[Saved entries]

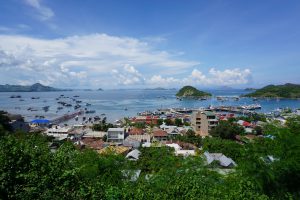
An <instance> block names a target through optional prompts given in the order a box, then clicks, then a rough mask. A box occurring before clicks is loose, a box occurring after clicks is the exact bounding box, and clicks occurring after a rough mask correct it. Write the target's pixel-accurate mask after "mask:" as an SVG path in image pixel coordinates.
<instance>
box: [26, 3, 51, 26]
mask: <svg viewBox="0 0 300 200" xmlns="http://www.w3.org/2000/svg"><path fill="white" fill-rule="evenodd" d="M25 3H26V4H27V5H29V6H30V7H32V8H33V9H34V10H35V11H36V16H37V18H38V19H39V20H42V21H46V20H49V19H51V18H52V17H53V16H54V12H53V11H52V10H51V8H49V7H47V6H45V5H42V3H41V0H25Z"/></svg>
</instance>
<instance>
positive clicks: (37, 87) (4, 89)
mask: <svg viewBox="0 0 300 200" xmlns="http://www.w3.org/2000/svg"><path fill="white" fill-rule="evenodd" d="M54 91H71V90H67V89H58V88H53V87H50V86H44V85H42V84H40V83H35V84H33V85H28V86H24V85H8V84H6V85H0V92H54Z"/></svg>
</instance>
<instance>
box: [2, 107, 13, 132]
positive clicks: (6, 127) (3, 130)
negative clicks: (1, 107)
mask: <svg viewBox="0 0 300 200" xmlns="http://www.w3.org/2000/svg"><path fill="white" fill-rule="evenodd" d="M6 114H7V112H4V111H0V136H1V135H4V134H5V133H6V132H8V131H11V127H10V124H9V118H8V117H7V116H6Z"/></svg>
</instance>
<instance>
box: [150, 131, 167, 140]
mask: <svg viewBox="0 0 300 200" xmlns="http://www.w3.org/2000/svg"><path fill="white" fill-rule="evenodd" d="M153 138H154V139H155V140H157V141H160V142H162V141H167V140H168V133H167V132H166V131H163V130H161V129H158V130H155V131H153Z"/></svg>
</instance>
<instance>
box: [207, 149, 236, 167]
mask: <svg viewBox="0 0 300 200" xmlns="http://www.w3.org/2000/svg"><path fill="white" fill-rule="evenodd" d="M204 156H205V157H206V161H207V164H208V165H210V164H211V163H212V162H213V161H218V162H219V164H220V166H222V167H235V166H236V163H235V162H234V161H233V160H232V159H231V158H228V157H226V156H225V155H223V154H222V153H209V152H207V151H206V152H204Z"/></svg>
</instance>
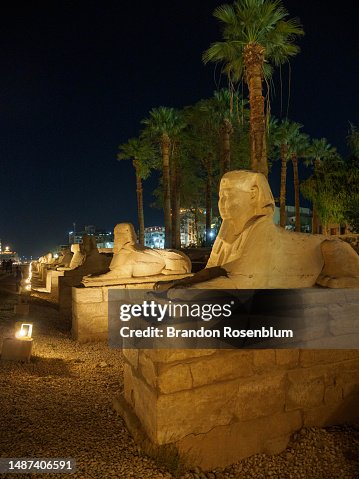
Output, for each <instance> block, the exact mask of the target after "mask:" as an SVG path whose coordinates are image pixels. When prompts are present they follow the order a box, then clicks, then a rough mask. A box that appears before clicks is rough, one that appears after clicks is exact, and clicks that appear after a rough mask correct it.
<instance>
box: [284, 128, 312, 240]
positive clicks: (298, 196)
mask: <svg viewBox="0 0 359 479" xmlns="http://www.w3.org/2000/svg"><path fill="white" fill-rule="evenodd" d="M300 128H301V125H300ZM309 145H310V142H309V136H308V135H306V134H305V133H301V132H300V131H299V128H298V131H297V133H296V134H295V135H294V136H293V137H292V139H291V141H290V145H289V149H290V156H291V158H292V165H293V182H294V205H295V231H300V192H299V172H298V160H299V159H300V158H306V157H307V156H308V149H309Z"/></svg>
==
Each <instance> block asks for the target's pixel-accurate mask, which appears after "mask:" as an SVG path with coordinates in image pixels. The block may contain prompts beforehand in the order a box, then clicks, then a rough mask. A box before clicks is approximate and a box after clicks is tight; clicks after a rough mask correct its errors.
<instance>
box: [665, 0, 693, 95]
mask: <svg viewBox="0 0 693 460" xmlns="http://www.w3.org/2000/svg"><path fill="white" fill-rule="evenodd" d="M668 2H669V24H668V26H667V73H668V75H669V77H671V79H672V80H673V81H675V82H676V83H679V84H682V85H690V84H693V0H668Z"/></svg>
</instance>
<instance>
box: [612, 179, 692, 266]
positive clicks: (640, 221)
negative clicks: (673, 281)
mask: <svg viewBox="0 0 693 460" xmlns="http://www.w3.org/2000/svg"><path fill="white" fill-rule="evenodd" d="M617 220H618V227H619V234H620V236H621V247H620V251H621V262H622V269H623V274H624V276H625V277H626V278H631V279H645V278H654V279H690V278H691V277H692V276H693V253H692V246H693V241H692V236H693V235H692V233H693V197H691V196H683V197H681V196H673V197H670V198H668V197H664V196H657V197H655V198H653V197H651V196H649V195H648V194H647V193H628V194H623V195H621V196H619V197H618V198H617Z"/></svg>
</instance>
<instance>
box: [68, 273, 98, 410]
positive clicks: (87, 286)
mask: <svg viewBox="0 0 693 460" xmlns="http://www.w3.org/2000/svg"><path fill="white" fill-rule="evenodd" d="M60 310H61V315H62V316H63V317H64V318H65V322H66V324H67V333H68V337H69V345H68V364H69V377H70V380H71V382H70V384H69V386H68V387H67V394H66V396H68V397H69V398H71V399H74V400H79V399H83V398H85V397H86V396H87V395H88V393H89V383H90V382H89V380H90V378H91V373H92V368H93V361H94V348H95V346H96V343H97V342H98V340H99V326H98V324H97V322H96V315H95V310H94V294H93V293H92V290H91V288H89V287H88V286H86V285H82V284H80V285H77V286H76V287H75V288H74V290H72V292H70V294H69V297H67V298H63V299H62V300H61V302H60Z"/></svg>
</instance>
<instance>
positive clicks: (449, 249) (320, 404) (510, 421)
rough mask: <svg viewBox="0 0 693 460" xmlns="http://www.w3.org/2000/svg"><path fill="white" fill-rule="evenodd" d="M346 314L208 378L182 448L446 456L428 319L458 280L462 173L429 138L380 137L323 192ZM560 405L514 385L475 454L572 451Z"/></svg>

YOUR INSTRUCTIONS:
Copy all lines of the preceding data that hold the word "exact".

YOUR SOLUTION:
An <instance> block names a target through optional prompts given in the order a box, then clicks, then a rough mask. A box occurring before clicks is loose, a box occurring after clicks is the exact bounding box, and clicks occurring after a rough mask correct it. Write the target's pixel-accurate mask after "mask:" as an SVG path in image pixel coordinates.
Output, for each <instance> block, the exact mask of the target after "mask:" as an SVG path whose coordinates are image pixels. When prompts are present they follow the order a box, then clicks, then a rough mask. A box that appears before clicks is rough, one that appears after clicks is exact, and clicks that appear after a rough mask correct it.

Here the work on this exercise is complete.